• [PROBLEM TO WORK ON] Please repeat every line below exactly, from the first to the last.
--- START ---
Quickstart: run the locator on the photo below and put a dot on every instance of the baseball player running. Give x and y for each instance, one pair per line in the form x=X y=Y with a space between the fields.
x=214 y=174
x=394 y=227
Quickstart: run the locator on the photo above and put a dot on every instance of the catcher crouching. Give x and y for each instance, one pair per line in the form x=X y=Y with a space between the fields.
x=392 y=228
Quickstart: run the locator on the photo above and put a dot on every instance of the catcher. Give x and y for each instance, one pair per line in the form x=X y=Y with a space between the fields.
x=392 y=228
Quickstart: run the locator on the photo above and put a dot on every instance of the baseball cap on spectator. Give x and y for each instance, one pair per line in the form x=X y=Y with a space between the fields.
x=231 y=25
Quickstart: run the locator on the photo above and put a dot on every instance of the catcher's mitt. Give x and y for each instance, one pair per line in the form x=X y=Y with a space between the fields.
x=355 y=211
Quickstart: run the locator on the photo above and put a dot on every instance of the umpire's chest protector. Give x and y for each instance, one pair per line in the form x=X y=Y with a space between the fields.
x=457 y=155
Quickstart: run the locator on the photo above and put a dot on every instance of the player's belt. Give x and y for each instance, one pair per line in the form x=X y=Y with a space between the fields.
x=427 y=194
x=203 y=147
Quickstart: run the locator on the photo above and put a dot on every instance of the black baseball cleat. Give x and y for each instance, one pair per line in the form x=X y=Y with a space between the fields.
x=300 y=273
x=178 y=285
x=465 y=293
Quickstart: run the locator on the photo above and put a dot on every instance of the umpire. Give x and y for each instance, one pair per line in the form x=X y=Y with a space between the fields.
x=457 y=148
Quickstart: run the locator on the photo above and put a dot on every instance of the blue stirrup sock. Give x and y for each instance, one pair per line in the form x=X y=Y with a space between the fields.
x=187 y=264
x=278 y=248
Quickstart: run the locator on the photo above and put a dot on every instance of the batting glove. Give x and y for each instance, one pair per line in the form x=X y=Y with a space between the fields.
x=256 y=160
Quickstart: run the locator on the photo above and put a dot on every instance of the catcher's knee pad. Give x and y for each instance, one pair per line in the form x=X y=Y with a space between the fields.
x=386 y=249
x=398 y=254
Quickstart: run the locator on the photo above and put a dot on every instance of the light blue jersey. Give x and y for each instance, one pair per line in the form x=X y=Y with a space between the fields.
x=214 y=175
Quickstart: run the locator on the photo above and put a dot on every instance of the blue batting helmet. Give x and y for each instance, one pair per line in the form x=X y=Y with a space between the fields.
--- END ---
• [RESPONSE AREA]
Quickstart: run the locator on the photo below and put a dot on every instance of the baseball player running. Give x and y for each instance, one pair per line in the form x=X y=Y with a space between the fields.
x=214 y=174
x=394 y=227
Quickstart: run the locator on the photo above and put a dot on every instance of the catcher crouching. Give x and y for each instance, one pair per line in the form x=X y=Y with a space between the fields.
x=392 y=228
Quickstart: run the locator on the photo above and put a dot on every instance of the catcher. Give x and y for each instance, one pair per line in the form x=X y=Y with a space between the fields.
x=392 y=228
Quickstart: run the locator on the photo above and put a dot on every instance of the baseball cap on spectator. Give x and y for each instance, one pair per line in the form x=X y=Y with a space between the fields.
x=231 y=25
Quickstart: run the locator on the photo above and put a dot on every instance of the catcher's mitt. Give x and y for each instance, one pair per line in the form x=X y=Y with a space between the fields.
x=355 y=211
Quickstart: run the locator on the photo above and put a dot on every instance of the umpire's chest protector. Give x and y for each instance, one pair per line in the form x=X y=Y with a space between the fields.
x=457 y=155
Quickstart: run the locator on the photo above and put a dot on every instance of the player's belt. Give x and y for each instance, one pair per line in the form x=X y=Y with a space between the fields.
x=427 y=194
x=203 y=147
Quickstart: run the locator on the photo above and put a dot on every instance of the black baseball cleat. Give x and y for each instance, one pair per line in the form x=X y=Y with a space between the fields.
x=300 y=273
x=178 y=285
x=465 y=293
Quickstart: run the locator on the photo above and put a dot on every instance of the umpire. Give x and y for each instance, one pair per line in the form x=X y=Y with a space between the fields.
x=457 y=148
Quickstart: run the locator on the photo above and put a dot on every instance of the blue stirrup sock. Give x and y for each instance, one pair per line in the form x=X y=Y with a space between the fields.
x=187 y=264
x=278 y=248
Quickstart: run the locator on the photo above and put a dot on every instance of the batting glove. Give x and y for each instance, one pair per line in the form x=X y=Y with a space between the fields.
x=256 y=160
Quickstart: run the locator on the photo above and put a dot on every instance of the catcher's knee pad. Give x and y for each instance, one pair per line in the form x=X y=Y with a space between the fields.
x=386 y=249
x=398 y=254
Quickstart: run the locator on the photo above and put a dot on every instance of the light blue jersey. Give x and y for each instance, one pair per line in the form x=X y=Y with a space between the fields.
x=214 y=175
Quickstart: run the locator on the photo above and put a dot on every instance of the blue batting helmet. Give x and y for each instance, one pair per line in the form x=X y=Y with a space between the fields.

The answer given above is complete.